═════ Task input ═════

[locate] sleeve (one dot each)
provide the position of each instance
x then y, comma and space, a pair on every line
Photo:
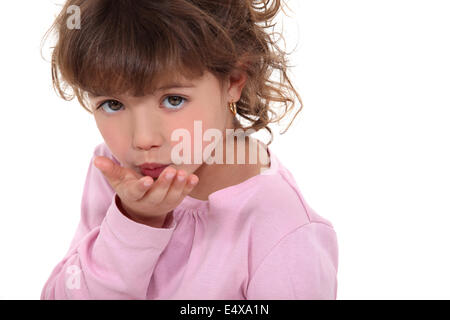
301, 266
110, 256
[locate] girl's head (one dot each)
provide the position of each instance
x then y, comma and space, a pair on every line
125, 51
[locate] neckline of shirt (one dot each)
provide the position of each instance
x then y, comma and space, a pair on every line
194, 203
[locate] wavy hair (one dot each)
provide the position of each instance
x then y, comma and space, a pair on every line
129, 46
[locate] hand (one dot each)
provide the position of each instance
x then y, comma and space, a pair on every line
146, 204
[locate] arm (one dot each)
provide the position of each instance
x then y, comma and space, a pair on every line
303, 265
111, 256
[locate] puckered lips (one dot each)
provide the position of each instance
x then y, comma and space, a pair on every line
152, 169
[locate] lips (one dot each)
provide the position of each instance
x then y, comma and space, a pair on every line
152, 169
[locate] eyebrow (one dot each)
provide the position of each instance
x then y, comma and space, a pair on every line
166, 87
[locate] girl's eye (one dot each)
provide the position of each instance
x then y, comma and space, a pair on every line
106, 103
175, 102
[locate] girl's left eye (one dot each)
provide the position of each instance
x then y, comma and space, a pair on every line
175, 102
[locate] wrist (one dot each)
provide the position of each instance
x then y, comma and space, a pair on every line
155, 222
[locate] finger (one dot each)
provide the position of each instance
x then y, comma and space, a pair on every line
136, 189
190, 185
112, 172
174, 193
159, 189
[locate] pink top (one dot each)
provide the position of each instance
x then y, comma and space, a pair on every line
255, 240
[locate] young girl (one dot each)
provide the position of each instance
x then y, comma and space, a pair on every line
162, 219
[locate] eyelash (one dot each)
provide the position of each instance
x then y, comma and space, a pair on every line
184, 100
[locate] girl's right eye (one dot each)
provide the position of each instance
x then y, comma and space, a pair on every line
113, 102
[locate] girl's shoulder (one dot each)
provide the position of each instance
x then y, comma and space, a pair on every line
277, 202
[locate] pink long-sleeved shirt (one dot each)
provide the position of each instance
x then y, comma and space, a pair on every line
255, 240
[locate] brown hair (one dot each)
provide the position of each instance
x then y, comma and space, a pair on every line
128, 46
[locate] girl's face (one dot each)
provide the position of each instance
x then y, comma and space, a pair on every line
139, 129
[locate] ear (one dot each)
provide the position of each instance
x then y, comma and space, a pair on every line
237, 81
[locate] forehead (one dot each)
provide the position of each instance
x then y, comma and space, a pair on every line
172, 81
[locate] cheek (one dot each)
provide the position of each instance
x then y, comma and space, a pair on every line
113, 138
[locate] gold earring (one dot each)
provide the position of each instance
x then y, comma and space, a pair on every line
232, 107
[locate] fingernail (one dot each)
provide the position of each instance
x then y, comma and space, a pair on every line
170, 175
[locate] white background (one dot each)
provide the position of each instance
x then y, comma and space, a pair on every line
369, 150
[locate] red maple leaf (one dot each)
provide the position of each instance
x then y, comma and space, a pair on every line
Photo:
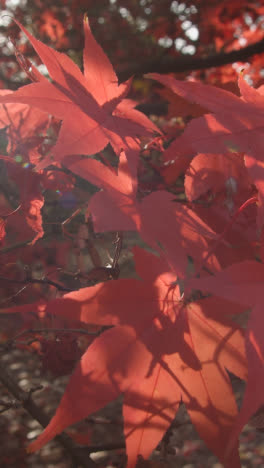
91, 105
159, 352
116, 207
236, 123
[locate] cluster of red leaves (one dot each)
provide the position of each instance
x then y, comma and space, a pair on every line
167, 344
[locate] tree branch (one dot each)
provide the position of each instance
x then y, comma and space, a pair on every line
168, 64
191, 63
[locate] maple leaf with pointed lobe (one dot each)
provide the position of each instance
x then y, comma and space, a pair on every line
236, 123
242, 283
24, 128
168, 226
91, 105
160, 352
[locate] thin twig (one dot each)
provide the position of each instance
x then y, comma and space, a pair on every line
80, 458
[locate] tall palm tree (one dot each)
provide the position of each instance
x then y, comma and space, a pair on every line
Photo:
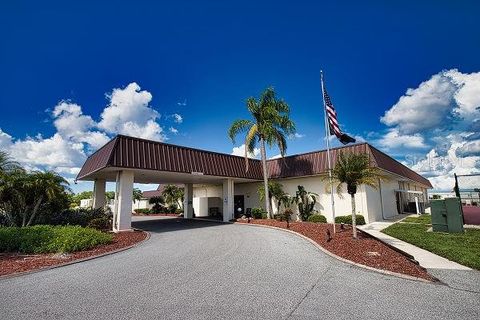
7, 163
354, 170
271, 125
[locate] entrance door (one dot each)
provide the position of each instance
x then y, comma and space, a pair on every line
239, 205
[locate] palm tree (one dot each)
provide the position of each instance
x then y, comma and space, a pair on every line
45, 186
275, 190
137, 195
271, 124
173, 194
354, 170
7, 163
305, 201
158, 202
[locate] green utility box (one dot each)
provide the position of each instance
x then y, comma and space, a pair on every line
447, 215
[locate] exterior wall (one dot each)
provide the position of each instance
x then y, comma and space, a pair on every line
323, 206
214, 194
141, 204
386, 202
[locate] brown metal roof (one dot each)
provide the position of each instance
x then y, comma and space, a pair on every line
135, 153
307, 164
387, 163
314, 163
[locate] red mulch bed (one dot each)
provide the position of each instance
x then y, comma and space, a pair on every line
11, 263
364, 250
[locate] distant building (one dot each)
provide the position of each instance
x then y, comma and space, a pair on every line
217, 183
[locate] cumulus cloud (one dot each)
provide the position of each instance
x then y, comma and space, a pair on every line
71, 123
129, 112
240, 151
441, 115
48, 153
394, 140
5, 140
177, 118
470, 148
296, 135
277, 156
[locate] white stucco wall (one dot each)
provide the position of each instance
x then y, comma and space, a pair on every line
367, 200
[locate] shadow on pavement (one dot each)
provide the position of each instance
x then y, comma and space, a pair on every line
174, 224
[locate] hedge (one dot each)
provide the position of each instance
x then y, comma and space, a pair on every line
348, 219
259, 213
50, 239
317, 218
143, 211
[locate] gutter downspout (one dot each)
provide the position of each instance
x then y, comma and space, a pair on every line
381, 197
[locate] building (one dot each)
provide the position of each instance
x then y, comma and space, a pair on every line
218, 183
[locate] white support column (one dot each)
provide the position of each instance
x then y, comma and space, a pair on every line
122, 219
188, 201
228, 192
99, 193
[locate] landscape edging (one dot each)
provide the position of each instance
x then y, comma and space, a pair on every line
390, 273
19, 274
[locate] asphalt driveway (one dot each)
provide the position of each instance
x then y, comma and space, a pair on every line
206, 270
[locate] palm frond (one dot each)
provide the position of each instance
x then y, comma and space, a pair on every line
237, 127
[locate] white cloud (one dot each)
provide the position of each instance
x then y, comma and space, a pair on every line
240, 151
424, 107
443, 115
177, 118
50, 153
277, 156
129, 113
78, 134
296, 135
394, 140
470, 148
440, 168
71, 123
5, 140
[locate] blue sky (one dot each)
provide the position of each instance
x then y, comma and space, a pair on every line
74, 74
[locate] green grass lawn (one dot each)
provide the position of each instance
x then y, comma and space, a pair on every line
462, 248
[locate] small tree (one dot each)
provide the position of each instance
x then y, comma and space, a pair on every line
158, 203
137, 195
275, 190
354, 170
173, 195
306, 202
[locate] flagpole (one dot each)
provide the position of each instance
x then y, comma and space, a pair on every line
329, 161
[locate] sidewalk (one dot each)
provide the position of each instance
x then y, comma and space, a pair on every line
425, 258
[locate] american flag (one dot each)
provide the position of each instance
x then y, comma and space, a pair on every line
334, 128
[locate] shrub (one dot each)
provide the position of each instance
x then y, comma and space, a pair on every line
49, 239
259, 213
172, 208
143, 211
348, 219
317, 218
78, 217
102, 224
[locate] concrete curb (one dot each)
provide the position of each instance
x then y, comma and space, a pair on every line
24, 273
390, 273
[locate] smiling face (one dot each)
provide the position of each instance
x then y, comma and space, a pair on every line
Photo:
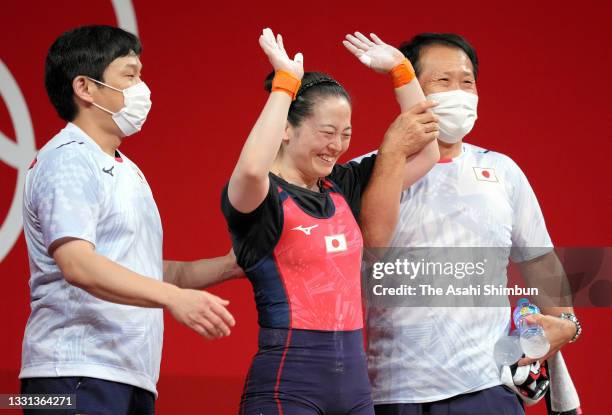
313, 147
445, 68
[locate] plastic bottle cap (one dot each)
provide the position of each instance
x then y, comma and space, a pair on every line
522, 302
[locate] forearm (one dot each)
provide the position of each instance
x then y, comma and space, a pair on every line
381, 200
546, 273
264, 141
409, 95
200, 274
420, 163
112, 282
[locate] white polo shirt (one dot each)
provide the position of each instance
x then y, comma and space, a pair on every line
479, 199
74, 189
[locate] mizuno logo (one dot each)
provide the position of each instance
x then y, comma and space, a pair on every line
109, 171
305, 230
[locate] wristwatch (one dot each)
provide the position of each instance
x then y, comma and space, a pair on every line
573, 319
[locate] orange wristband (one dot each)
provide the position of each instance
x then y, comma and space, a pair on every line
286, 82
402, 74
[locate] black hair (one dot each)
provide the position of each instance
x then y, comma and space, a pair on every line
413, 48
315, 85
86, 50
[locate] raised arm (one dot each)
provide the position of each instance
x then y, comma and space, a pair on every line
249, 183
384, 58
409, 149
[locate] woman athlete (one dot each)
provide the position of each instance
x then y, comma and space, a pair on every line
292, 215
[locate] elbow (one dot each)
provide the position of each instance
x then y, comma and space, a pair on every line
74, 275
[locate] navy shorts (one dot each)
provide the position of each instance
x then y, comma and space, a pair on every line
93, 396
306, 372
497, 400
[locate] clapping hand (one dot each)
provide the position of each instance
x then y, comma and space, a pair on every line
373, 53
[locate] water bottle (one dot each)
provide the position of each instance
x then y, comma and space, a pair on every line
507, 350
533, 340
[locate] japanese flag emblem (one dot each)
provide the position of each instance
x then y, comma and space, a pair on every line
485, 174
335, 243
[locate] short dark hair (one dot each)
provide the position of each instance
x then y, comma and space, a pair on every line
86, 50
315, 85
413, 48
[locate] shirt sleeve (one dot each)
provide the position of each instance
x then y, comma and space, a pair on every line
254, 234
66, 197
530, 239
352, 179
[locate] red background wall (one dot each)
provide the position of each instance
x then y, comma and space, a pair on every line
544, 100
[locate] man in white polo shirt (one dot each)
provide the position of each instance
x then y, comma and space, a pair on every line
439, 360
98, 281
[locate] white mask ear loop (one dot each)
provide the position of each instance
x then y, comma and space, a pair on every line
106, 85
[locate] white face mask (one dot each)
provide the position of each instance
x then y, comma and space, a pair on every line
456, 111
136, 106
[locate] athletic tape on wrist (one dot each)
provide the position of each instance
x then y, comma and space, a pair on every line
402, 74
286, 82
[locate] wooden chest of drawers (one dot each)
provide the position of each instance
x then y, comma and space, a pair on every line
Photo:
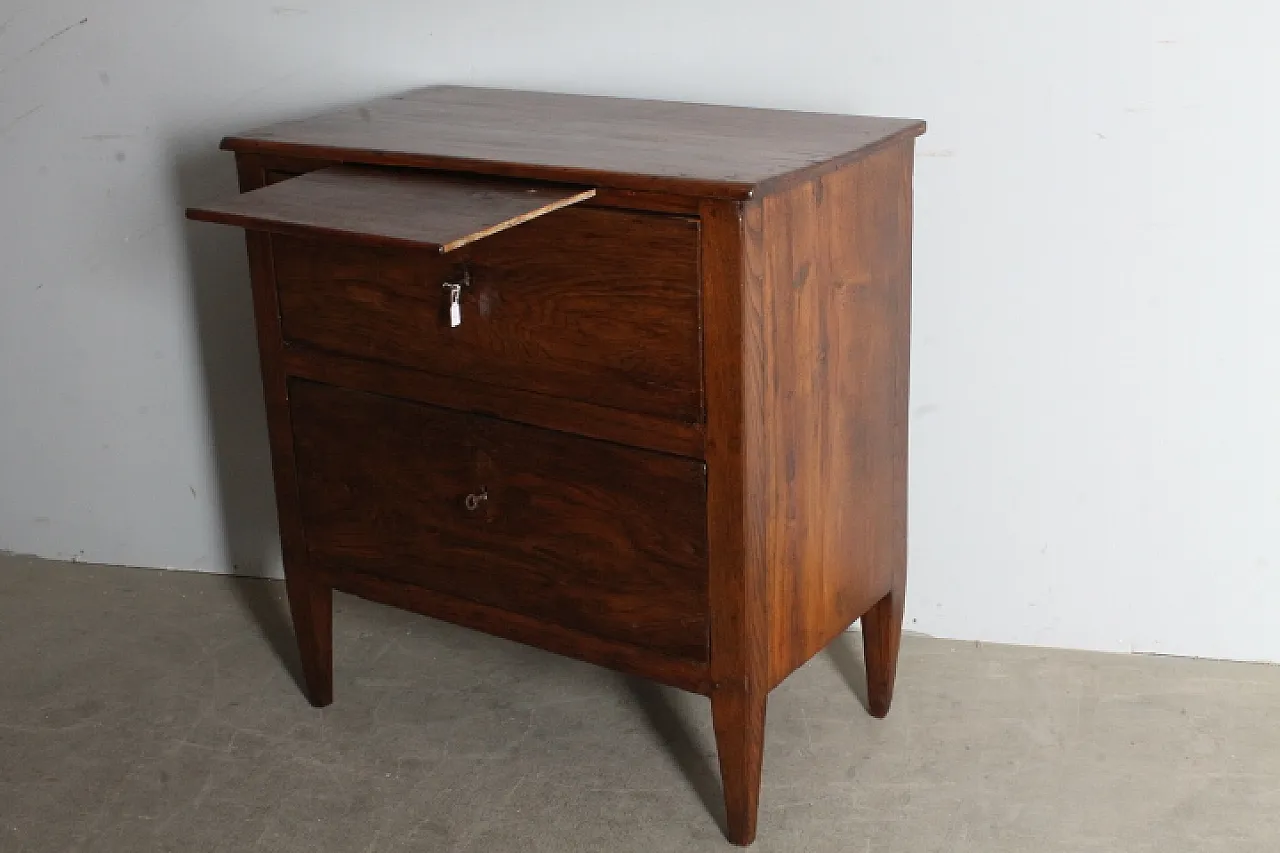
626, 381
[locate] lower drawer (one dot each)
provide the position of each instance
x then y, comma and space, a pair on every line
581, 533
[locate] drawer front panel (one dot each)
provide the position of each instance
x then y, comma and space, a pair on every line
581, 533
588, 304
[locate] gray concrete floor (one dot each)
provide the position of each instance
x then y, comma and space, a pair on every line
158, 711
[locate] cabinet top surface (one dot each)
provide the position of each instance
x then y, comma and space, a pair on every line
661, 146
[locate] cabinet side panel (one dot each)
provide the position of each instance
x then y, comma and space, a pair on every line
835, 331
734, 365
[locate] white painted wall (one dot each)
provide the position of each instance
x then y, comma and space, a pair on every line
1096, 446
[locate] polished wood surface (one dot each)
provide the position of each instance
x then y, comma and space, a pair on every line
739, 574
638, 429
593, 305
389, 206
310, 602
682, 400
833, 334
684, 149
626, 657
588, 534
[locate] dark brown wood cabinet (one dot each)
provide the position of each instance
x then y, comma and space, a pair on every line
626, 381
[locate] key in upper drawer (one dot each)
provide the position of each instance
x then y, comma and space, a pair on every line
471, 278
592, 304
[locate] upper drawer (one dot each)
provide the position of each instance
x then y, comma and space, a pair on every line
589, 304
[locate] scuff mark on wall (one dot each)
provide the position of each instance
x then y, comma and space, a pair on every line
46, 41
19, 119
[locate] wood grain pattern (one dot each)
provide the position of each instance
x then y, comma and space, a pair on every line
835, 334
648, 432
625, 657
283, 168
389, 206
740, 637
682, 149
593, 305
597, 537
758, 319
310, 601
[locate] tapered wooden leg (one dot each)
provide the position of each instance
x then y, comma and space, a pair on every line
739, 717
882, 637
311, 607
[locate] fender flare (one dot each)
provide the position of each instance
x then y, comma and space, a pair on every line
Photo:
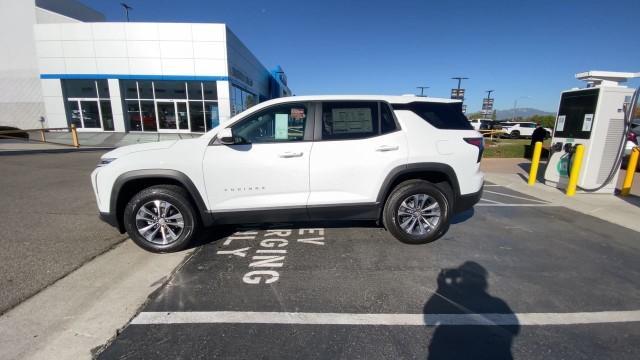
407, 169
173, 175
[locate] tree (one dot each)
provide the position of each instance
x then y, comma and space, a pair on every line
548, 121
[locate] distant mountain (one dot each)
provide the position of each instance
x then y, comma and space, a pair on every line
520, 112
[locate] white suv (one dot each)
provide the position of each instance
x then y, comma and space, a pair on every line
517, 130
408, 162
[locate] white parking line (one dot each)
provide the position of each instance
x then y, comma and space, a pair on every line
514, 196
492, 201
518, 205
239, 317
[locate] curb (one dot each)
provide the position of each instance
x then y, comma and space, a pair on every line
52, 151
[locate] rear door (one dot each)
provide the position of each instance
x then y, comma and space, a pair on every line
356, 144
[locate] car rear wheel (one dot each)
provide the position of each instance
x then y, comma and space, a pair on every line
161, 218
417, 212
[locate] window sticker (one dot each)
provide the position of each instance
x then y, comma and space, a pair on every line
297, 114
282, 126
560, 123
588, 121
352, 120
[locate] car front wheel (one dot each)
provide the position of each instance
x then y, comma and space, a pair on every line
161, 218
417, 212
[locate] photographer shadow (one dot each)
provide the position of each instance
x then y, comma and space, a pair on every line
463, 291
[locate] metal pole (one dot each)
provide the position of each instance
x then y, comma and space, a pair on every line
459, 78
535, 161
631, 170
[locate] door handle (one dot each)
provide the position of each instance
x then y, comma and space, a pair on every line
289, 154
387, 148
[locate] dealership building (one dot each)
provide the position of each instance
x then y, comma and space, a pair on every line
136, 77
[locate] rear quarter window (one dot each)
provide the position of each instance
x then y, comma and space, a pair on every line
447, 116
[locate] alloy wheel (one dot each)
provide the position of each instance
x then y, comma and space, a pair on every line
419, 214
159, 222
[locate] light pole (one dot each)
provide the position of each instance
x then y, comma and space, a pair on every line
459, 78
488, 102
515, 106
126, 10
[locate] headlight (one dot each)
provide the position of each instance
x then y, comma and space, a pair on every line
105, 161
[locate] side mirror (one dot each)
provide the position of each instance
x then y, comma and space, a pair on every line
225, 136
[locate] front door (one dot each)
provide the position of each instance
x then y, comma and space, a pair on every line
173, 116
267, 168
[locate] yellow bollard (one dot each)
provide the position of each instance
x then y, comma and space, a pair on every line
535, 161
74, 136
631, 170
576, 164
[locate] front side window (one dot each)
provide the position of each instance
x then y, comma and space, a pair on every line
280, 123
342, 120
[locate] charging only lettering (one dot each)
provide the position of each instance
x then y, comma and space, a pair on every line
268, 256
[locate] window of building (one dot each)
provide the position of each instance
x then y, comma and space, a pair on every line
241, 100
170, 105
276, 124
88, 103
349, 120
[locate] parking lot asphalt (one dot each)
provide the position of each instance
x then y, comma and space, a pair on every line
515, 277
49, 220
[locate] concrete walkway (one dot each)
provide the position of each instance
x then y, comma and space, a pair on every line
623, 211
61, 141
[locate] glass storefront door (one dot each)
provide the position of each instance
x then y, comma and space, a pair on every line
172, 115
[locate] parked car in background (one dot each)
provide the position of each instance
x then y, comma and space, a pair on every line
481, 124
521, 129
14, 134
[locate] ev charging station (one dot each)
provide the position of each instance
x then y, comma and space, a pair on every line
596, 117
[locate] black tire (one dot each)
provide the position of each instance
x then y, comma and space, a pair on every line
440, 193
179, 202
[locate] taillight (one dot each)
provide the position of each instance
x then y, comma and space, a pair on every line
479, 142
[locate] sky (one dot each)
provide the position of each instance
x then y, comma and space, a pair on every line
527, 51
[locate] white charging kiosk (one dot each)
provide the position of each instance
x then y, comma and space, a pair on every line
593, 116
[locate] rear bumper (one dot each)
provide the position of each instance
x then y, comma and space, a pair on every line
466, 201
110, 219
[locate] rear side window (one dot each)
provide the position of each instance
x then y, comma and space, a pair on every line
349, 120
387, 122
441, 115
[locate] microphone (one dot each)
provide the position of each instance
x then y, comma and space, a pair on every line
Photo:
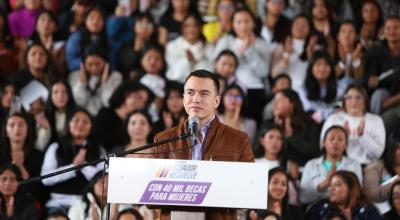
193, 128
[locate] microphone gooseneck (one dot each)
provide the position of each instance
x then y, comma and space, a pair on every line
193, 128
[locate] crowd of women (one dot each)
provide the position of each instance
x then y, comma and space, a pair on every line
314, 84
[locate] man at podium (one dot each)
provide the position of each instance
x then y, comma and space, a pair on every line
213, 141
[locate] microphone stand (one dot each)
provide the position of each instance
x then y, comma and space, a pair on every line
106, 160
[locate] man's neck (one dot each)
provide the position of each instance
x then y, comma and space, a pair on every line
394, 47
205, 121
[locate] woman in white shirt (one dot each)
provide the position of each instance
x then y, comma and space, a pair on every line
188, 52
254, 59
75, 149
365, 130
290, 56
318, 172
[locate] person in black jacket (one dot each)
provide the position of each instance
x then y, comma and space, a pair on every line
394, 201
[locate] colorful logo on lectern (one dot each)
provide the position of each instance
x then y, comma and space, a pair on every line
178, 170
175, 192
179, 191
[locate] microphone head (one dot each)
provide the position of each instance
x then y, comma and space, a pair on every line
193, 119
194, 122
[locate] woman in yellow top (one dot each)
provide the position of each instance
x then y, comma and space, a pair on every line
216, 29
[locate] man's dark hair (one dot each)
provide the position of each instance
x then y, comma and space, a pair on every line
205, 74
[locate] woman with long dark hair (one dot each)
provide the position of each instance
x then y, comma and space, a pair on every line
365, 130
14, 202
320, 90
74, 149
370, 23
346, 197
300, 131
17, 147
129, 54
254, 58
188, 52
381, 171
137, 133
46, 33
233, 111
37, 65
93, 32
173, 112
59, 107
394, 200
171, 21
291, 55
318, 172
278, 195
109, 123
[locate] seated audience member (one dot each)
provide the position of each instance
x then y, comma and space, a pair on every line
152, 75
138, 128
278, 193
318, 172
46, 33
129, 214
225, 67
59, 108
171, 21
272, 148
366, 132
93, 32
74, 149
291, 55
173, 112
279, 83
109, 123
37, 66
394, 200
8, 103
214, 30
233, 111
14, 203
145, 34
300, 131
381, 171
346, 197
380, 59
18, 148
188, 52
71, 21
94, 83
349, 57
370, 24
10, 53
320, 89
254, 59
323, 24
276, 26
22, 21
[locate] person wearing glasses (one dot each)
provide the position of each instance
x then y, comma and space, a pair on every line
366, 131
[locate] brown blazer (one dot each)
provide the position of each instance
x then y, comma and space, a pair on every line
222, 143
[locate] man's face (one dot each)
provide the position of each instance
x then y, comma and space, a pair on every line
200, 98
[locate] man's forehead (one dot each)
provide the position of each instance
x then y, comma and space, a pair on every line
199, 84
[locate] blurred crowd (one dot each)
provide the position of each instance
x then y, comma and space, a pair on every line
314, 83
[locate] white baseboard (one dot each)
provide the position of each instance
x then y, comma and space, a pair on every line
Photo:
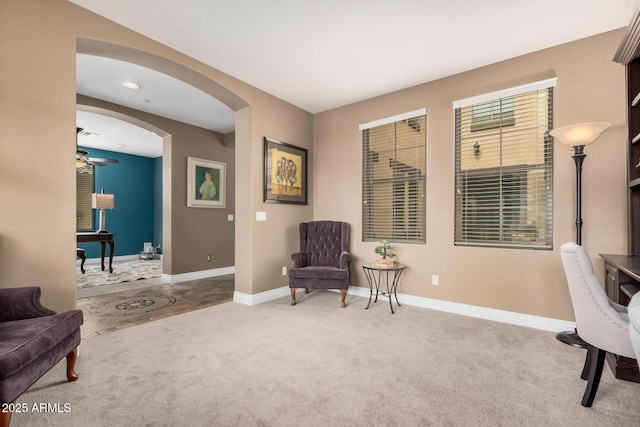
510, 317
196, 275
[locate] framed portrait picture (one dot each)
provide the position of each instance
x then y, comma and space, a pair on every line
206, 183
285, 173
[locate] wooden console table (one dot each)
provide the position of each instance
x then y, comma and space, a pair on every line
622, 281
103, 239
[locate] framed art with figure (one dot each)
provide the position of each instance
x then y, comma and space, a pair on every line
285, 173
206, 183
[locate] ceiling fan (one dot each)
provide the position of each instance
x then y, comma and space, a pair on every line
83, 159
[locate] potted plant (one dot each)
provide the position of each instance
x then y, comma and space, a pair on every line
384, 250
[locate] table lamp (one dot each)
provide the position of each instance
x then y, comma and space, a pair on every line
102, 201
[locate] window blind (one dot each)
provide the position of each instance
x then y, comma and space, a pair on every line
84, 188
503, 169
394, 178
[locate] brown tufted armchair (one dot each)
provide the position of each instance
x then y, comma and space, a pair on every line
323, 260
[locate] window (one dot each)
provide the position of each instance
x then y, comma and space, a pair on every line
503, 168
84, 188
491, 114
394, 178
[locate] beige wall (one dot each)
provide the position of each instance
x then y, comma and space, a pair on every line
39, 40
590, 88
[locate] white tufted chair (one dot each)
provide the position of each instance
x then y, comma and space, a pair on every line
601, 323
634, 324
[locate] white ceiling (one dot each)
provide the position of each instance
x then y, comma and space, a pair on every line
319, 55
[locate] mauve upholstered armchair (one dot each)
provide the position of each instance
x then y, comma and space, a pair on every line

═════

> [What you should do]: From the first line of the entries down to the line with "[locate] puckered lips (one dot each)", print each line exactly; omit any picture.

> [Response]:
[locate] sleeve (one dot each)
provide the position of each instance
x then y, comma and space, a pair on every line
Photo:
301, 266
110, 256
[locate] girl's head (one dot each)
provide the position of each instance
x then y, comma and space, a pair on every line
125, 51
[locate] neckline of shirt (one dot each)
provide the position of each instance
x then y, comma and space, a pair on every line
194, 203
[locate] wavy hair (one dot each)
provide the position of each instance
x then y, comma and space, a pair on every line
129, 46
[locate] hand (one dot each)
provide the position of each instance
x then y, comma and space, a pair on every line
146, 204
[locate] arm (one dot each)
provide the position of each instance
x then y, comma and space, a pair on every line
303, 265
111, 256
[locate] puckered lips (one dot each)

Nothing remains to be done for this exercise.